■ OBJETIVOS ■
**1)** Anota todas las figuras que aparecen en el dibujo que presenta Montfaucon, según el fragmento sobre los cálices.
**2)** Imprime el fragmento sobre los cálices desde "Pero aunque en" hasta "sobre el cáliz.", ambos incluidos.
**3)** Sigue escribiendo el texto sobre los cálices desde donde se corta.

■ PASAJE SELECCIONADO ■
Pero aunque en aquellos tiempos estuviera muy generalizado el uso de cálices preciosos con asas, no se ha de entender que carecían de otros vasos y copas de la forma de los actuales, si bien abundan más los ejemplares que revelan por su decorado la costumbre secular de hacer del vaso propio un objeto artístico y suntuoso en lo posible. Presenta Montfaucon un dibujo de sacerdotisas de Isis que tienen de estos vasos cilíndricos: sobre uno se ve la figura del buey Apis, y sobre otro a Harpócrates, hijo de Isis, saliendo del vaso. Este tipo de un niño en un vaso hace recordar ciertas miniaturas muy comunes en el siglo XV que representan al Niño-Hostia en las manos del celebrante sobre el cáliz.

■ LISTADO PROPORCIONADO ■
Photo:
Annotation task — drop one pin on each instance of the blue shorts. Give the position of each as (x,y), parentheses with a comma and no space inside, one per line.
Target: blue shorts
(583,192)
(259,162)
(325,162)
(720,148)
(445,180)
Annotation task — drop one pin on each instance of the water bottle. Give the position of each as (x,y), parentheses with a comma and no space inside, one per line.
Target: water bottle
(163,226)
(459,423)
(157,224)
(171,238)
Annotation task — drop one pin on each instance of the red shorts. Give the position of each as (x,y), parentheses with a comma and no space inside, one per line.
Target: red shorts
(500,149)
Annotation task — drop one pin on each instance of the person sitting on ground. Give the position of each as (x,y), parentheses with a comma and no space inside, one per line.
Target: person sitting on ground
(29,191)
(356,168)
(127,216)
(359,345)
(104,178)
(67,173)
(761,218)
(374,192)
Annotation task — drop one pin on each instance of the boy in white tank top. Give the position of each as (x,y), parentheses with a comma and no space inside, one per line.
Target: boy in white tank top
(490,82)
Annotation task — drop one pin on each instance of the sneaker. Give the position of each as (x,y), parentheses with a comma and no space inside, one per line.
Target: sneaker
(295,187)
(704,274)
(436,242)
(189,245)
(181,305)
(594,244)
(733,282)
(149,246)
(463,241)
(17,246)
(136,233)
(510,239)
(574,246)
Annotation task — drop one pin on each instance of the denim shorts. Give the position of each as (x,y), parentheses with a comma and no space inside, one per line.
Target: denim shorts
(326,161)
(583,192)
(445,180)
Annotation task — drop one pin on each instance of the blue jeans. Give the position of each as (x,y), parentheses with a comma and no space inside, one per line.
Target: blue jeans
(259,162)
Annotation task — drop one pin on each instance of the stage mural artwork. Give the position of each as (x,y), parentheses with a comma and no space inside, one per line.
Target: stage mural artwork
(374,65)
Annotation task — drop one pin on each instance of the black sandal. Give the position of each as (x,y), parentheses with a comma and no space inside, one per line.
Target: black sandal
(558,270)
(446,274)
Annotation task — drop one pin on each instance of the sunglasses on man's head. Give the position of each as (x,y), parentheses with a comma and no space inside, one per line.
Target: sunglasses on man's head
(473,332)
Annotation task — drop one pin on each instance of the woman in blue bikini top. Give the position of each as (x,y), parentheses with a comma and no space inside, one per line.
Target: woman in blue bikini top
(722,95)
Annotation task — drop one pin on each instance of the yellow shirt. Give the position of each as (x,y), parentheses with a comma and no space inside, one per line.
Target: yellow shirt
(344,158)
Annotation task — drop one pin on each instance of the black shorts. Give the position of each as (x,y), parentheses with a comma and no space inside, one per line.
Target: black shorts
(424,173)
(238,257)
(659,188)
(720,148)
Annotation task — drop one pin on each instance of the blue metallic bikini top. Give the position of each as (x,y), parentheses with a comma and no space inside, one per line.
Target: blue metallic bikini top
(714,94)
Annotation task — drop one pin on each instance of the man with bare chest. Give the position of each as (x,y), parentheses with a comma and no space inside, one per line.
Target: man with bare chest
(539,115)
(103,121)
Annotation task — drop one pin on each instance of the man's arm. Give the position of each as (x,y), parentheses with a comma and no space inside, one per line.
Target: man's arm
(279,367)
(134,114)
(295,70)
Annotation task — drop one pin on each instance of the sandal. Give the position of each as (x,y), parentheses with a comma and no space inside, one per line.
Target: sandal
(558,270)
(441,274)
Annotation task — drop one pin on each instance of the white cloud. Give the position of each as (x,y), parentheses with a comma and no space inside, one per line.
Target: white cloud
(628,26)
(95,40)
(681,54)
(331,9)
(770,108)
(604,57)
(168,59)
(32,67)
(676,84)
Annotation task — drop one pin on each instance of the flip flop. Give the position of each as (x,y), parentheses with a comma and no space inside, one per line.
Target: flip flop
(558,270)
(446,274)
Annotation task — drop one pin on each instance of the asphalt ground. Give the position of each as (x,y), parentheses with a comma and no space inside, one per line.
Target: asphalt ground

■ RESULTADOS POR TAREA ■
**1)**
- Sacerdotisas de Isis
- El buey Apis
- Harpócrates, hijo de Isis, saliendo del vaso

**2)**
Pero aunque en aquellos tiempos estuviera muy generalizado el uso de cálices preciosos con asas, no se ha de entender que carecían de otros vasos y copas de la forma de los actuales, si bien abundan más los ejemplares que revelan por su decorado la costumbre secular de hacer del vaso propio un objeto artístico y suntuoso en lo posible. Presenta Montfaucon un dibujo de sacerdotisas de Isis que tienen de estos vasos cilíndricos: sobre uno se ve la figura del buey Apis, y sobre otro a Harpócrates, hijo de Isis, saliendo del vaso. Este tipo de un niño en un vaso hace recordar ciertas miniaturas muy comunes en el siglo XV que representan al Niño-Hostia en las manos del celebrante sobre el cáliz.

**3)**
Después de tratar de los nombre y formas de los vasos antiguos, que vinieron a ser los primeros cálices de la Misa, pasa el ilustre arqueólogo a examinar la materia de que estaban confeccionados. Los había de oro, de plata, de piedras preciosas, de vidrio, de cerámica y de maderas finas, como quedó insinuado; todos preparados con arte y elegancia, y algunos de los más ricos adornados con gemas de gran valor. Cita en comprobación de esto multitud de testimonios, de los cuales -omitiendo muchos en gracia a la brevedad- creo oportunos éstos: Cicerón afirmaba de Verres que tenia para beber vino un vaso tallado en una piedra preciosa muy grande, con asa de oro (para inculparle su excesiva afección a la bebida): en el Onomasticon, en Perseo, en Suetonio, en Julio Capitolino, en Manlio, en Marcial, en Propercio, en Prudencio y en otros muchos escritores de aquellos siglos se hace mención de diversos vasos preciosos de gente rica; y recuerda también la represión, muy posterior, de Clemente de Alejandría a los cristianos por usar vasos de plata, poniéndoles como ejemplo que Jesús no usó jofaina preciosa para lavarles los pies a sus discípulos; que ya hemos visto que es idea no muy defendible. En aquel mismo siglo, I de nuestra Era, se hizo popular la clásica frase de Virgilio gemma bibere (beber en piedra preciosa) como signo de opulencia y refinamiento.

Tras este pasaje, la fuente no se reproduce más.